— Görev A —
Gece kulübü faciasına ilişkin metinde "Şüpheli Fatma Dörtgül, Hamza" sözlerinden "ihtimalinin bulunmadığını kaydetti." sözlerine kadar olan bölümü aynen aktarın.
— Görev B —
Gece kulübü faciasına ilişkin metinde ifadesi aktarılan şüphelilerin adlarını sıralayın.

Gayrettepe’de 29 kişinin yaşamını yitirdiği gece kulübü faciasında tutuklanan 8 şüphelinin hakimlik ifadeleri ortaya çıktı. İstanbul Adliyesine sevk edilen 11 şüpheliden 2’si savcılıktan serbest bırakılırken, 1’i de hakimlik tarafından adli kontrol şartıyla serbest bırakıldı. Diğer 8 şüpheli ise çıkarıldıkları nöbetçi hakimlik tarafından ‘taksirle birden fazla kişinin ölümüne neden olmak’ suçundan tutuklandı.
Şüpheli Fatma Dörtgül, Hamza Saral Mesleki Eğitim Merkezinde öğretmenlik yaptığını, eniştesi Şahzade Şekergümüş’ün iflas ettiğini, şirketle ilgili hiçbir şey bilmediğini, dükkana gitmediğini, sabit ikametgah sahibi olduğunu ve kaçma şüphesinin olmadığını ifade ederek, üzerine atılı suçlamaları kabul etmediğini söyledi.
Şüpheli Çağatay Altunel, üzerine atılı suçlamaları kabul etmediğini söyleyerek, belirtilen sürede işlerinin bittiğini, olay günü orada olmadığını, yangını telefondan öğrendiğini, malzemeyi toparlamak için işletmeye gideceğini, ancak daha önce gelmek durumunda kaldığını, komiserin yanına kendi isteği ile gittiğini, sabit ikametgah sahibi olduğunu, kaçma ve saklanma şüphesinin olmadığını, henüz toplanmamış olan delillere etki etme ihtimalinin bulunmadığını kaydetti.
Şüphelilerden İsmet Şen, savunmasında, üzerine atılı suçlamayı kabul etmediğini, olayla hiçbir ilginin olmadığını, mesul müdürlüğünün 6 ay önce bittiğini, imza yetkisinin de olmadığını, işletmede işçi olarak çalıştığını ve sabit ikametgah sahibi olduğundan kaçma ve saklanma şüphesinin bulunmadığını söyledi.
Şüpheli Mehmet Menduh Ceylan ise hakimlikteki savunmasında, 5-6 yıllık arkadaşlarını kaybettiklerini, bunun için üzgün olduklarını, yangın çıktığında içeride olduğunu, 2-3 arkadaşıyla birlikte birlikte kendini zor dışarı attıklarını, yangını 2 kişinin söndürdüğünü gördüklerini, muhasebeci olduğunu, içeriye tekrar girdiği sırada elektriklerin kesildiğini ve cep telefonunun ışığıyle diğer kapıdan çıktığını, arkadaşlarının cenazelerine gitmek istediğini, sabit ikametgah sahibi olduğunu, kaçma ve saklanma şüphesinin bulunmadığını söyledi.

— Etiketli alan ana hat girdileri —

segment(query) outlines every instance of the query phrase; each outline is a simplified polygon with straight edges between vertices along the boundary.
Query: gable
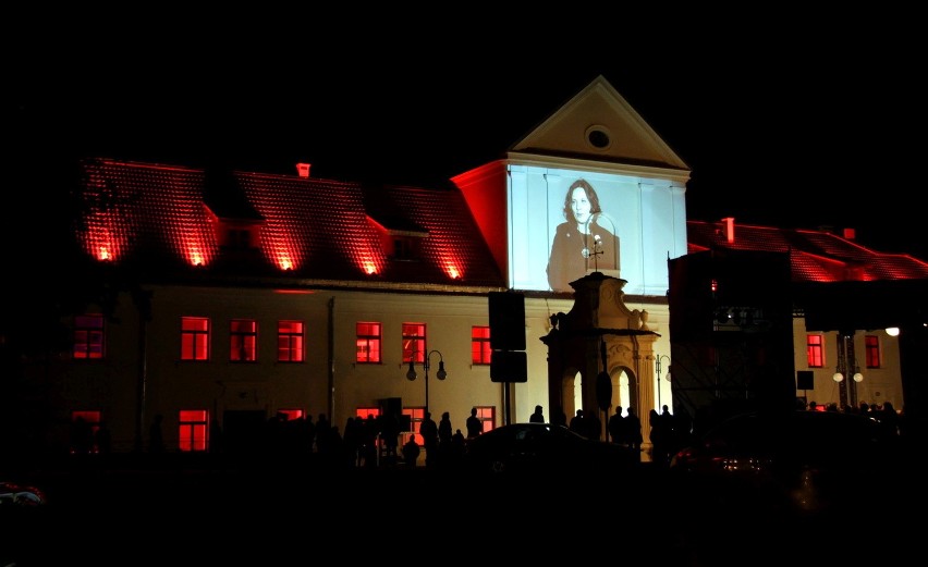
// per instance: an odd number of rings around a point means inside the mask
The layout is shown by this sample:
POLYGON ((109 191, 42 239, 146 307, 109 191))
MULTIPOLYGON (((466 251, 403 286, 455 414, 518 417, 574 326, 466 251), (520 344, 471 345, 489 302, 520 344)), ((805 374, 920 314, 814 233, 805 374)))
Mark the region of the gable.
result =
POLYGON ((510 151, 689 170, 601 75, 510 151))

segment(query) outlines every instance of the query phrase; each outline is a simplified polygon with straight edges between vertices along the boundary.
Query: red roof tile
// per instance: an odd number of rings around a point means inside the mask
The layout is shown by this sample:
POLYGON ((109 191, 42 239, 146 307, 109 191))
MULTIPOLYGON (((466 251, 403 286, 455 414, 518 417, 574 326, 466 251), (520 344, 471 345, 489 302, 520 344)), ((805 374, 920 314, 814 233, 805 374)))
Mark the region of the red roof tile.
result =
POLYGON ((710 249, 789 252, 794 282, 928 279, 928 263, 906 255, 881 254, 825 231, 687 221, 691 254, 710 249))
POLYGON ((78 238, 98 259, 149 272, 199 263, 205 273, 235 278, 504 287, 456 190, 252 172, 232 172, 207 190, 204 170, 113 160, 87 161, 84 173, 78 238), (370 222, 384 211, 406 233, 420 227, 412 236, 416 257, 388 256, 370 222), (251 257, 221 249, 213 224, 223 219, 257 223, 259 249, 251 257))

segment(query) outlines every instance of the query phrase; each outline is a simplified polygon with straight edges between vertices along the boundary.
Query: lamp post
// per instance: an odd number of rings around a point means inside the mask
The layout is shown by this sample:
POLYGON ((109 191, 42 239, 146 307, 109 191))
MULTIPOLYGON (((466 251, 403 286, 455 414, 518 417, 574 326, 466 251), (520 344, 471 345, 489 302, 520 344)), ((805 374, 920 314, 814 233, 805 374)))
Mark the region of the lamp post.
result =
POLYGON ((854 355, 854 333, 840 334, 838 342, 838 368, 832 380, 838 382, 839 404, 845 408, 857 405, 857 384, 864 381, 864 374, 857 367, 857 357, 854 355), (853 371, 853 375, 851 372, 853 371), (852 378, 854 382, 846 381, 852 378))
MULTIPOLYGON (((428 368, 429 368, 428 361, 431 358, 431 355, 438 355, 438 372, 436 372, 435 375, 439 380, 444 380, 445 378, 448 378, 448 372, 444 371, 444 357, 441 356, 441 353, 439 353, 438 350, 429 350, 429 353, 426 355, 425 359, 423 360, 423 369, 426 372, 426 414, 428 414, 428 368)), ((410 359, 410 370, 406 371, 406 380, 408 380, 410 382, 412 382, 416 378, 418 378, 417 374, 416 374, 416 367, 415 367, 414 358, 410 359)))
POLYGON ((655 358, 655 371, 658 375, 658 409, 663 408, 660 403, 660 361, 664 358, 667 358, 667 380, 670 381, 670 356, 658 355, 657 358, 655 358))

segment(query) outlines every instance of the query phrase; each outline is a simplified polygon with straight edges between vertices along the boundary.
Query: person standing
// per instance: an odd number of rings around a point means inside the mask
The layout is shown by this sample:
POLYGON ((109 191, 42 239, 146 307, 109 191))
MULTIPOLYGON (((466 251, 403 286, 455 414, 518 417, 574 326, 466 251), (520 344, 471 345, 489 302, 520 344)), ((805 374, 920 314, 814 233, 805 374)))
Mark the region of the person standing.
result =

— Alıştırma Cevabı A —
Şüpheli Fatma Dörtgül, Hamza Saral Mesleki Eğitim Merkezinde öğretmenlik yaptığını, eniştesi Şahzade Şekergümüş’ün iflas ettiğini, şirketle ilgili hiçbir şey bilmediğini, dükkana gitmediğini, sabit ikametgah sahibi olduğunu ve kaçma şüphesinin olmadığını ifade ederek, üzerine atılı suçlamaları kabul etmediğini söyledi.
Şüpheli Çağatay Altunel, üzerine atılı suçlamaları kabul etmediğini söyleyerek, belirtilen sürede işlerinin bittiğini, olay günü orada olmadığını, yangını telefondan öğrendiğini, malzemeyi toparlamak için işletmeye gideceğini, ancak daha önce gelmek durumunda kaldığını, komiserin yanına kendi isteği ile gittiğini, sabit ikametgah sahibi olduğunu, kaçma ve saklanma şüphesinin olmadığını, henüz toplanmamış olan delillere etki etme ihtimalinin bulunmadığını kaydetti.

— Alıştırma Cevabı B —
Fatma Dörtgül
Çağatay Altunel
İsmet Şen
Mehmet Menduh Ceylan